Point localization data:

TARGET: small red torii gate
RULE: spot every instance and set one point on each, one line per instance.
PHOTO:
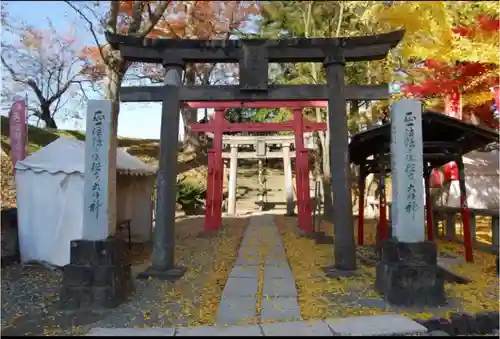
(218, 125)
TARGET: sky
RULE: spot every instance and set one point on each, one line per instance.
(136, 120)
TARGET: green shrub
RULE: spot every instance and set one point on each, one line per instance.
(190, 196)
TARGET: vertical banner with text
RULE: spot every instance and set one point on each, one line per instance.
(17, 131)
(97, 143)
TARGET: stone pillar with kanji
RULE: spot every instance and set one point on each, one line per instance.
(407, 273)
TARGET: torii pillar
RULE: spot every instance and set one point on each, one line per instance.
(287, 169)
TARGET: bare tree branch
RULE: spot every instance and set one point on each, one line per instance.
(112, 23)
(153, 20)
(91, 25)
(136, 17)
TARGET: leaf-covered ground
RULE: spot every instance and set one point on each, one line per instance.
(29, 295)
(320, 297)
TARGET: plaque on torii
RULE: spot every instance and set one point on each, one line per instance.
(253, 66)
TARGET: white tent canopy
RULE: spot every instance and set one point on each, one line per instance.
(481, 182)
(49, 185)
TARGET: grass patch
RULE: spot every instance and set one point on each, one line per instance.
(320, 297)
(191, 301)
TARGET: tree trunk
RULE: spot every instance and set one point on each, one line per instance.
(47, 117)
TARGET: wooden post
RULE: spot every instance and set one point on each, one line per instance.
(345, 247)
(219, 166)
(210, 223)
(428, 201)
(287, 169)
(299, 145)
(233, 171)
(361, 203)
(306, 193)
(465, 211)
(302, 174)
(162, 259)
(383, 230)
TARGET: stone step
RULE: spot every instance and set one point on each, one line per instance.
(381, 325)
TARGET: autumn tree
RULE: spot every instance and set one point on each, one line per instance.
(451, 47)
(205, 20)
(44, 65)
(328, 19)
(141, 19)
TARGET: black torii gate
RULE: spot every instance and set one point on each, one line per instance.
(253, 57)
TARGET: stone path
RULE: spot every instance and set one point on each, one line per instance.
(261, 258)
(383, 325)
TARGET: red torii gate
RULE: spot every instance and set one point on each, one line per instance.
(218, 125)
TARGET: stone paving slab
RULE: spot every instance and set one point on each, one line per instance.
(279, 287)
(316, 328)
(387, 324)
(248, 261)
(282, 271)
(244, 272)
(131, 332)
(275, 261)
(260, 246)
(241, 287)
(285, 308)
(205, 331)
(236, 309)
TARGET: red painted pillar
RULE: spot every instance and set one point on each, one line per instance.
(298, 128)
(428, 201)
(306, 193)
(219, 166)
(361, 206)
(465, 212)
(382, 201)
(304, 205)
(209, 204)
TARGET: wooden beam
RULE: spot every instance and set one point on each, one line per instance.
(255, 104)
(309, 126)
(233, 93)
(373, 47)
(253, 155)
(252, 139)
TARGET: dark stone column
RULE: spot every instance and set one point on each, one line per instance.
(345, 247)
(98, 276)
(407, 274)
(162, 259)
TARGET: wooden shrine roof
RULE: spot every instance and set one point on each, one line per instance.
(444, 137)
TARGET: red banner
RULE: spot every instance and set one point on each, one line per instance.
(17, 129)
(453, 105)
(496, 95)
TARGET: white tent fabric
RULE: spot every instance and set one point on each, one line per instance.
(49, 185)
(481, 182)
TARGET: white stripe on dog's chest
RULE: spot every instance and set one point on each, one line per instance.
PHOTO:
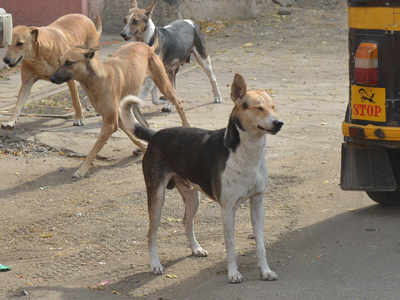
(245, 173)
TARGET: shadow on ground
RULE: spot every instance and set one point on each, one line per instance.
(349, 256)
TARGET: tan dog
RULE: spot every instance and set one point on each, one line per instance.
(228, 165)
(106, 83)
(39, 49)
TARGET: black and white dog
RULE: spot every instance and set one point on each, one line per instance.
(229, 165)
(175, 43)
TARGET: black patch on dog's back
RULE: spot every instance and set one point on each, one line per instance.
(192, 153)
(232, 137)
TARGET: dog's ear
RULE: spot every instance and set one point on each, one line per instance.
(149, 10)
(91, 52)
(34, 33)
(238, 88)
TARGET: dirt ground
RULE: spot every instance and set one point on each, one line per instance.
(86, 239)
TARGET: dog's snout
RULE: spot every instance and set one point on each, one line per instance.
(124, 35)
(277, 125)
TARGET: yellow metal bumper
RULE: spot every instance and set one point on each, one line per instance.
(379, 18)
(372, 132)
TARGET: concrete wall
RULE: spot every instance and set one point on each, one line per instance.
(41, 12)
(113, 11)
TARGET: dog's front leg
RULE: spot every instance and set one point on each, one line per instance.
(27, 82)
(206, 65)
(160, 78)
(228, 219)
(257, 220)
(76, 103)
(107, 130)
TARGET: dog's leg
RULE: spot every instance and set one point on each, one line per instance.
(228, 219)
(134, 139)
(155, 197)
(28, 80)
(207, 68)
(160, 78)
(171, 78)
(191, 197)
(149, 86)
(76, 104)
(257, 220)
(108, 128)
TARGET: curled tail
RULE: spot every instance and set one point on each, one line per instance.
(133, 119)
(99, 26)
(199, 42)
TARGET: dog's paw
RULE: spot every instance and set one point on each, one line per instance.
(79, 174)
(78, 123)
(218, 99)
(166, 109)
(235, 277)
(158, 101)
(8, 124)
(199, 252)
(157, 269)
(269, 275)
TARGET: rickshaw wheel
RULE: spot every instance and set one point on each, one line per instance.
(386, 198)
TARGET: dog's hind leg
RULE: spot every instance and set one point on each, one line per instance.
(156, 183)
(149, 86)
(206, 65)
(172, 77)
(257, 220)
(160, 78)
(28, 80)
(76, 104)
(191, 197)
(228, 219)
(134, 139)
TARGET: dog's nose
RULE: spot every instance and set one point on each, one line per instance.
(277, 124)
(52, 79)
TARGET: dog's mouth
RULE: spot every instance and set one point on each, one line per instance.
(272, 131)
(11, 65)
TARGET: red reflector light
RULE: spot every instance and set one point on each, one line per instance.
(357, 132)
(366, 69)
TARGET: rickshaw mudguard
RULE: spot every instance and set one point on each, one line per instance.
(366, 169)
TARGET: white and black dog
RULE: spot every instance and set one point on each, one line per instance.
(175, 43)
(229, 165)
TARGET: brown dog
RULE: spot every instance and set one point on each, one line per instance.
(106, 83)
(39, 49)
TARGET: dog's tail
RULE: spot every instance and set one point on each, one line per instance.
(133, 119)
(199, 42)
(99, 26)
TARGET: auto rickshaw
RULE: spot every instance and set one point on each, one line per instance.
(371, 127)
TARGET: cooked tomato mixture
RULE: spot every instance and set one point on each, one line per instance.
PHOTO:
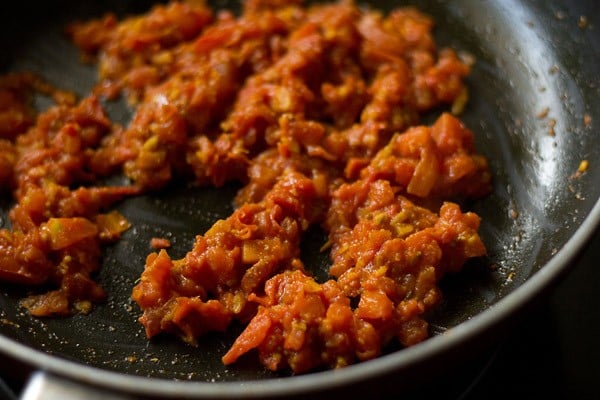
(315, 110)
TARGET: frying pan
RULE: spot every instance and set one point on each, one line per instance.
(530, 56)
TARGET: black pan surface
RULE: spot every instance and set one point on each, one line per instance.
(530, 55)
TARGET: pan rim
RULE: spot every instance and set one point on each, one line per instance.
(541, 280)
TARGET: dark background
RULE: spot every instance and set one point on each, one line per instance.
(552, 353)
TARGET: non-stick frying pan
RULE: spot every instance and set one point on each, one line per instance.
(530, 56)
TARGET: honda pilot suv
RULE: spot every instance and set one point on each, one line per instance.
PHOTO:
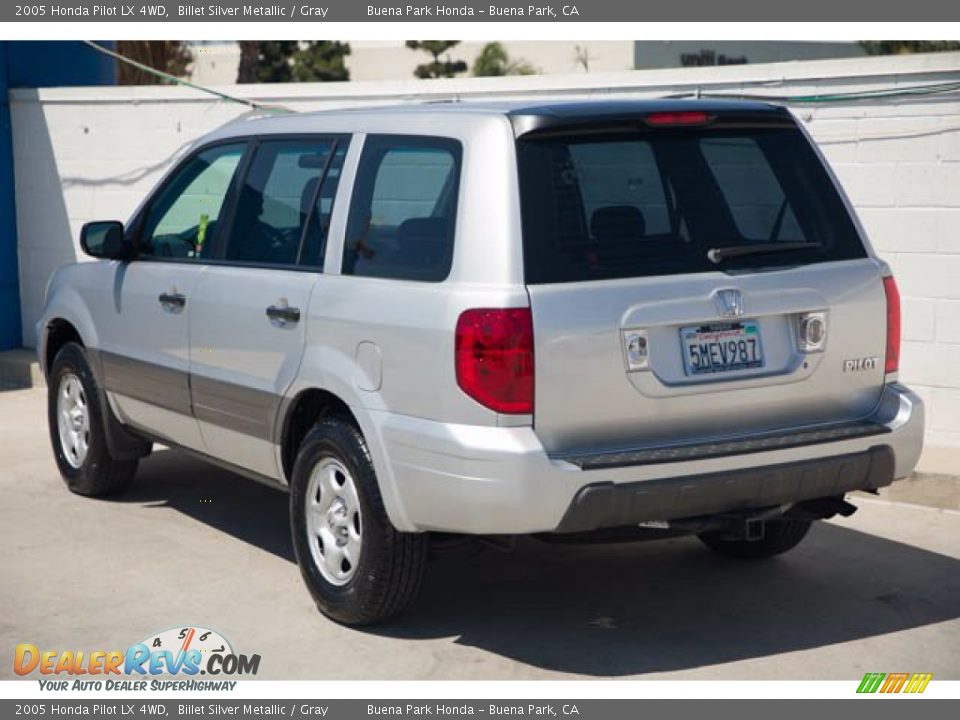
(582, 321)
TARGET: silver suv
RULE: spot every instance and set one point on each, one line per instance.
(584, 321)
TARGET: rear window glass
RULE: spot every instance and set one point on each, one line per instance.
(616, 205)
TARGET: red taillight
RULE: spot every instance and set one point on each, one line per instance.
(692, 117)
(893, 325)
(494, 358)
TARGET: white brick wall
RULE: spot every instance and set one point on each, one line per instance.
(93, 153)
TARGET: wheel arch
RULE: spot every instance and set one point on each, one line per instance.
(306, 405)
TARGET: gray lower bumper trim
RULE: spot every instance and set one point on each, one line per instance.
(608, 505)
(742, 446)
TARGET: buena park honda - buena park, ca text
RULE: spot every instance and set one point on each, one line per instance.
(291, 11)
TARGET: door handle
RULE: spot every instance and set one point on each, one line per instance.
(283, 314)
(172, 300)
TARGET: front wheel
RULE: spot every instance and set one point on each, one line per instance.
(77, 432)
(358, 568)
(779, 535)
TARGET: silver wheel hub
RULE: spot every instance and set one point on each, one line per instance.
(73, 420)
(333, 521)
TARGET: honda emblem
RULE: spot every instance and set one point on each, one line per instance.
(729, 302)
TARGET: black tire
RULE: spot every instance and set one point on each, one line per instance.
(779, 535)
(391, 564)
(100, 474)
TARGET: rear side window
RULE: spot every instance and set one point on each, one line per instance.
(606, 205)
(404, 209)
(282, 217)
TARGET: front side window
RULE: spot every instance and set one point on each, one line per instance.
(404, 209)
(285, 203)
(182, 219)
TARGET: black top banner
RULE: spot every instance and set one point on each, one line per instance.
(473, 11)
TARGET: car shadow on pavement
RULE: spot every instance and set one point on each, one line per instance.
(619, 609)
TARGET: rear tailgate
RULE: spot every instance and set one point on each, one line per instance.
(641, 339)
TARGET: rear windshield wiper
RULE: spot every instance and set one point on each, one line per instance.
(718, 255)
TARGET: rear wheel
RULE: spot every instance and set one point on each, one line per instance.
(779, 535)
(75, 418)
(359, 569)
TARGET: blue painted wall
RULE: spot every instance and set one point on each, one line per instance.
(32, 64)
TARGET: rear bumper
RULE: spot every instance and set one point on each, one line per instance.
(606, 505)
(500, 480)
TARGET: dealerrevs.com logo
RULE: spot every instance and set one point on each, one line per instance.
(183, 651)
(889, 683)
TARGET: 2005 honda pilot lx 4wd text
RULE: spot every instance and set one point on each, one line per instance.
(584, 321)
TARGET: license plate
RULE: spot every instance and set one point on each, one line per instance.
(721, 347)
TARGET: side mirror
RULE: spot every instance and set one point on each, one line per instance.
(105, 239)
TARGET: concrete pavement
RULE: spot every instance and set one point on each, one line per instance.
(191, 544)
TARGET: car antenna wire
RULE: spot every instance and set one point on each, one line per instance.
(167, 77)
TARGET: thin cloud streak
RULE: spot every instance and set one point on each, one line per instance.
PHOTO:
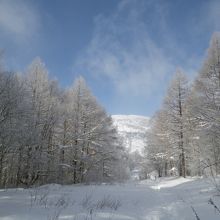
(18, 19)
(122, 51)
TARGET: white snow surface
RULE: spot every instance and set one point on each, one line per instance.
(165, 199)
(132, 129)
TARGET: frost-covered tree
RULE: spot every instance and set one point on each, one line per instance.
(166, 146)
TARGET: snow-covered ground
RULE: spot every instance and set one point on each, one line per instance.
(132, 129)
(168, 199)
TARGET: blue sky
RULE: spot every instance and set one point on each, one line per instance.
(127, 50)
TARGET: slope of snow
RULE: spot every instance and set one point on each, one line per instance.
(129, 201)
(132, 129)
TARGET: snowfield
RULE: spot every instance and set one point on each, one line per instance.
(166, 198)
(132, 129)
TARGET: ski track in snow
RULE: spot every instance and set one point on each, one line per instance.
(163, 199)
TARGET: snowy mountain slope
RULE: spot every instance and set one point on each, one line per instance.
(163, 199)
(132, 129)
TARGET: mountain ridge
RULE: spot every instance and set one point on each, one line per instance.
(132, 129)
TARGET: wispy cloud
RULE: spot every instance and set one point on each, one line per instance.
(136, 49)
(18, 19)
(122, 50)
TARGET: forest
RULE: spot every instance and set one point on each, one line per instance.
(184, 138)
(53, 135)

WHAT TO WORK ON
Provide the lines again, unchanged, from where the data above begins through the line containing "TARGET: white tent canopy", both ends included, omitting pictures and adding nothing.

RESPONSE TO THE EXERCISE
TARGET: small red torii gate
RULE: spot every instance and set one point on each, one line per instance.
PHOTO:
(218, 125)
TARGET: sky
RULE: spot every instance and set one point on each, one line per instance.
(136, 120)
TARGET: green shrub
RULE: spot every instance and set one point on each, one line per instance.
(190, 196)
TARGET: vertical banner with text
RULE: spot every instance and set one point on each, one line per instance.
(17, 131)
(97, 143)
TARGET: stone pillar with kanji
RULE: spot every instance and set one point on each, one line per instance.
(407, 273)
TARGET: torii pillar
RULE: spot every instance and set one point on each, one line per instance.
(287, 169)
TARGET: bare tree branch
RULE: spot every instance and set one point on each, one line per instance.
(112, 23)
(153, 20)
(91, 25)
(136, 17)
TARGET: leaf-covered ground
RULE: spot every instance and set one point on each, one line per instance.
(29, 295)
(320, 297)
TARGET: plaque on torii
RULE: spot every instance and set one point on each, one line per instance.
(253, 66)
TARGET: white tent canopy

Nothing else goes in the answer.